▶ SUPPLIED MATERIAL
-.-.-

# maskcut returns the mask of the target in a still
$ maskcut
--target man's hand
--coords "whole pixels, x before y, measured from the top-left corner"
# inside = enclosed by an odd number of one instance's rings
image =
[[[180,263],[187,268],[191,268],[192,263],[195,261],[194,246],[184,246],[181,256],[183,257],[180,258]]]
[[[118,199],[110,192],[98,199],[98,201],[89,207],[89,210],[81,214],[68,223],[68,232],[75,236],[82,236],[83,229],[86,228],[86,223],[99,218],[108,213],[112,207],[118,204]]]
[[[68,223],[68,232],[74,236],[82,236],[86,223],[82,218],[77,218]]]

-.-.-

▶ WORK INSTRUCTION
Which lines of the records contain the word "target"? Copy each of them.

▶ RESULT OF THIS EXERCISE
# maskcut returns the mask of the target in a still
--target man's hand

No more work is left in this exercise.